Text excerpt:
------------------------------------------------------------

Both the practice of intimate relationships and the terms
of their dissolution are highly regulated because societies
apportion resources, private and public, for the costs of
dependency and socialization, and seek to ensure a measure
of continuity for dependents when unions are dissolved. These
days we are more acutely aware than ever of the dynamic relations
between love, marriage, society, and state as new forms of
intimate unions, domestic partnerships, and families are
recognized—and contested. This year-long Kahn project
sought to explore the changing meanings and practices of
marriage and divorce in different societies and cultures,
both past
and present.
This project raised myriad questions about the complex
realities and constructs of intimate relationships, and about
the intersection of politics, religion, culture, and economics
in changing practices and norms of marriage and divorce.
For example, how have family relationships been reflected
in various forms of artistic and philosophic expression?

------------------------------------------------------------

Set problem:
Answer these about the text on marriage and divorce:
1. How long did the Kahn project run?
2. Name two things societies apportion resources for, according to the text.
3. In the example given, what forms of expression might reflect family relationships?
The lines that come next play no part in this.

Given material:
------------------------------------------------------------

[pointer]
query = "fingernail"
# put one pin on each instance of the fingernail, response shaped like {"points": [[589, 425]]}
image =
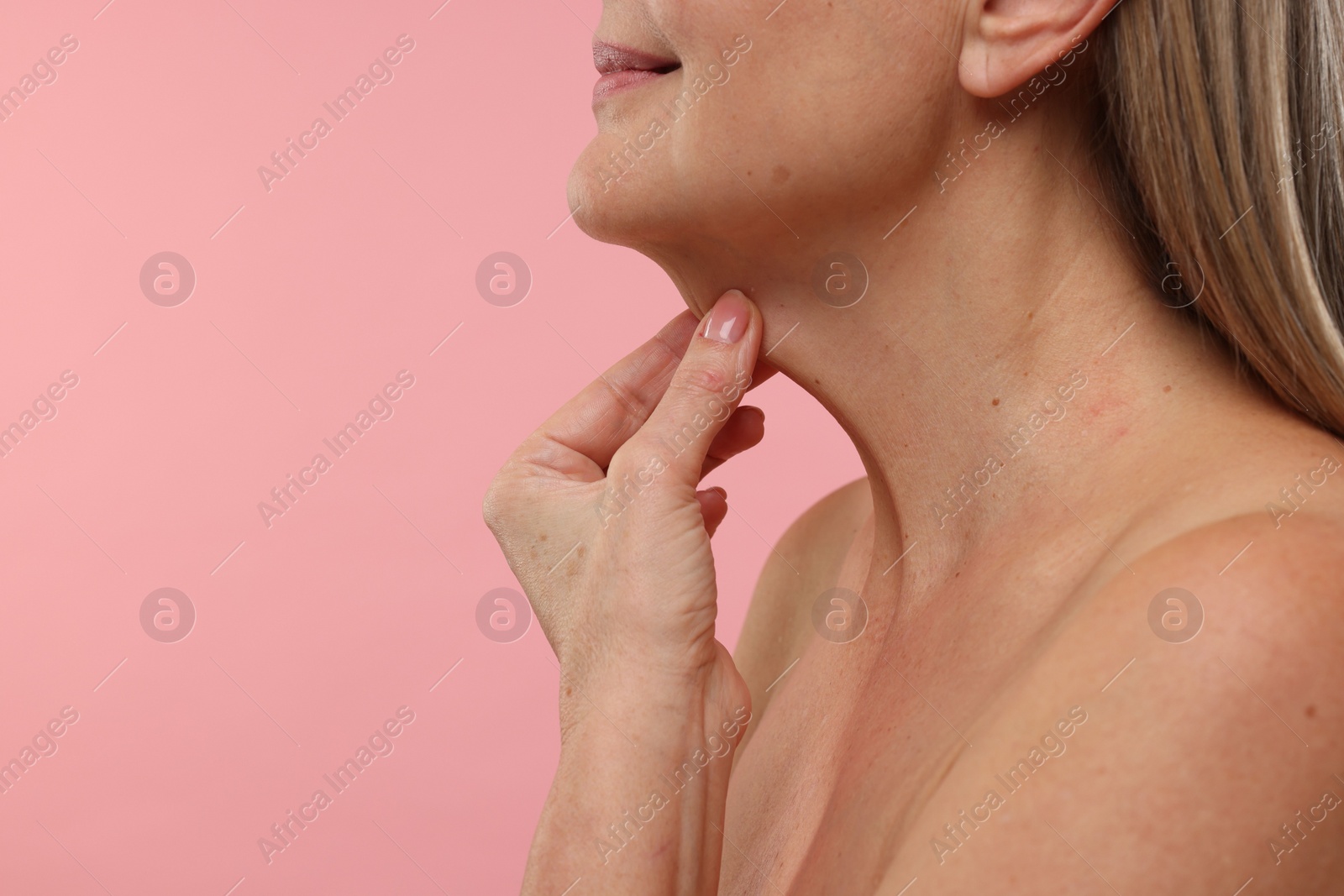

------------------------------------------------------------

Answer for the task:
1. A year.
2. The costs of dependency and socialization.
3. Artistic and philosophic expression.